TEXTE FOURNI:
────────────────
Crash de l’avion Kenyan : La faillite de l’Etat camerounais
Crash de l’avion Kenyan
La faillite de l’Etat camerounais
Il a fallu 48 heures aux autorités camerounaises pour localiser l’épave de l’avion de la Kenya Airways. N’eût été le caractère dramatique de la situation, on aurait parlé d’un gag. Comment tout un Etat peut-il se gourer autant sur la position d’un avion alors que le simple bon sens pouvait permettre d’arriver plus vite sur les lieux du crash ? Cette nouvelle tragédie de l’aéronautique africaine a des causes précises. Il s’agit d’abord de défaillances humaines dont la plus grande responsabilité incombe à l’Etat camerounais, chargé d’assurer la sécurité des vols sur ses aéroports, et d’intervenir en cas de besoin. Déjà, en laissant décoller l’aéronef alors que la météo était infernale, les services aéroportuaires ont fait preuve d’une légèreté dont on connaît le résultat : plus de cent vies enlevées. En matière de sécurité aérienne, l’approximation n’est pas permise. Les passagers sont toujours pressés et les compagnies soucieuses d’être à l’heure. Mais il appartient aux contrôleurs aériens de faire preuve d’une rigueur à toute épreuve. Non contents d’avoir laissé décoller l’avion kenyan, les aiguilleurs du ciel et les secours camerounais sont allés se promener à 150 kilomètres du lieu de l’accident, perdant un temps fou à patauger dans le vide et mettant à nu leur incapacité à répondre aux exigences de rapidité et d’efficacité qu’imposent de telles circonstances. Qui sait, peut-être qu’une prompte réaction aurait permis de retrouver et de sauver des blessés ayant survécu au crash. Des miraculés, on n’en trouve que si les secours arrivent tôt. Le drame de l’avion kenyan vient ajouter une ombre de plus à la situation déjà peu reluisante des transports aériens au Cameroun. On se souvient que la France avait interdit sur son territoire Cameroon airlines en raison du mauvais état de sa flotte. Cette sanction aurait dû servir de signal d’alerte aux Camerounais en vue de prendre les dispositions pour se mettre au diapason des normes internationales. Mais les employés de la compagnie ont vu en cette décision française une sorte de concurrence déloyale en faveur d’Air France. Il est possible que l’Etat français use de subterfuges pour protéger son fleuron aéronautique. Cependant, on ne peut lui dénier le droit de refouler les cercueils ambulants que sont certains avions africains.
────────────────
DONNÉES DE L'EXERCICE:
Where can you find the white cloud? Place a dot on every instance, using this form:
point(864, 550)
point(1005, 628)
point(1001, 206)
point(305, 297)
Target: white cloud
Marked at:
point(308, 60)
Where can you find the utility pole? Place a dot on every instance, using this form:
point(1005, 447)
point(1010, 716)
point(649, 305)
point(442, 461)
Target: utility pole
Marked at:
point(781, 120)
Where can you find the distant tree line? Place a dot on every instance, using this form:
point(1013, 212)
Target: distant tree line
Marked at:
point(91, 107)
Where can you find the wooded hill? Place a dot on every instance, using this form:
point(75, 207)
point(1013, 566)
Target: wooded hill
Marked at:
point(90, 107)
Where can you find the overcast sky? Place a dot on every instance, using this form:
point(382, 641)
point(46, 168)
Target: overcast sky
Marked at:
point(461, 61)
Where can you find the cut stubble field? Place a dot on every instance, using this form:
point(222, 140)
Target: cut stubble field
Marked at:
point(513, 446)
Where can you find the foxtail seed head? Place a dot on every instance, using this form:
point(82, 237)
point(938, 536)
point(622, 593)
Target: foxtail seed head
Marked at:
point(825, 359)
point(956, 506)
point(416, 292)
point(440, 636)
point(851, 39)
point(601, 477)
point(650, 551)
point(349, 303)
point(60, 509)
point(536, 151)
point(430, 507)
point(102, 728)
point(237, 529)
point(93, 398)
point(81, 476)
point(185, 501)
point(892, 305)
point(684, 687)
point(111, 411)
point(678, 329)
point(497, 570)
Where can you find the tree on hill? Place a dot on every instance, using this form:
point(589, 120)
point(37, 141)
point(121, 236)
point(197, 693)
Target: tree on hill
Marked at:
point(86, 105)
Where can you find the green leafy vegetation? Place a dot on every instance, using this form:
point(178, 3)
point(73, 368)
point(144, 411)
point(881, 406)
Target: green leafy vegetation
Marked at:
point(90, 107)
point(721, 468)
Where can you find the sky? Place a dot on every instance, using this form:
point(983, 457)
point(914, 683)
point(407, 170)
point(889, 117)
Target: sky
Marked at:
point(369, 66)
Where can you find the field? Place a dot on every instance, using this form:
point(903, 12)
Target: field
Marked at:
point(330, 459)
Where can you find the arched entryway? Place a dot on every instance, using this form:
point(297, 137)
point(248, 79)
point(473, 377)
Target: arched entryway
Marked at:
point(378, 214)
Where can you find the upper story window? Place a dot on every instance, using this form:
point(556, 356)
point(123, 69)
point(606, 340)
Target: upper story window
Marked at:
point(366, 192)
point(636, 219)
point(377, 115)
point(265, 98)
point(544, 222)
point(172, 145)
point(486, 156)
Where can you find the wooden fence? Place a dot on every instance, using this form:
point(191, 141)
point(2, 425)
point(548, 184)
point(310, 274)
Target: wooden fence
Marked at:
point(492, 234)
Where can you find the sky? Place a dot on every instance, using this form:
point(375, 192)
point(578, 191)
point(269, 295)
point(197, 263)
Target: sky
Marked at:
────────────────
EXERCICES:
- A) Dans les lignes de données, modifiez la partie qui s'ouvre sur la ligne contenant "Where can you find the arched" et se ferme sur celle contenant "point(378, 214)". Remplacez "arched entryway" par "stone doorway" et gardez tout le reste à l'identique.
- B) Reprenez l'article sur le crash de l'avion kenyan et prolongez-le après sa dernière phrase.

RÉPONSES ATTENDUES:
- A)
Where can you find the stone doorway? Place a dot on every instance, using this form:
point(297, 137)
point(248, 79)
point(473, 377)
Target: stone doorway
Marked at:
point(378, 214)

- B)
L’état de Cameroon airlines est à l’image du laisser-aller qui règne dans les aéroports camerounais. Beaucoup de voyageurs ont gardé un mauvais souvenir de Douala pour son aéroport qui a tout d’un bazar. A la corruption et au laxisme traditionnels sont venues se greffer les rancoeurs de travailleurs frappés de plein fouet par la récession économique. Dans un climat d’affairisme effréné, les innocents voyageurs sont les victimes potentielles. Il n’est un secret pour personne que le plus performant des avions ne vaut que par la qualité des services au sol. Or, visiblement, les zones aéroportuaires, censées être des îlots d’excellence, n’échappent pas à la mal gouvernance générale qui gangrène les administrations africaines. Si bien que l’avion, qui apparaît ailleurs comme le moyen de transport le plus sûr, fait peur. Les Kenyans ne sont sans doute pas exempts de critiques. C’est le deuxième crash que leur compagnie aérienne connaît, après celle de 2000 au large d’Abidjan. Deux drames de cette ampleur en 7 ans, c’est trop. Il faut cependant croire que ce pays n’a pas de chance, si l’on considère qu’en tant que grand pays de tourisme, il fait tout pour sécuriser ses vols. Il serait de ce fait allé vite en besogne que d’accuser le Kenya d’incompétence, d’autant que l’avion tombé à Douala n’aurait que six mois d’existence.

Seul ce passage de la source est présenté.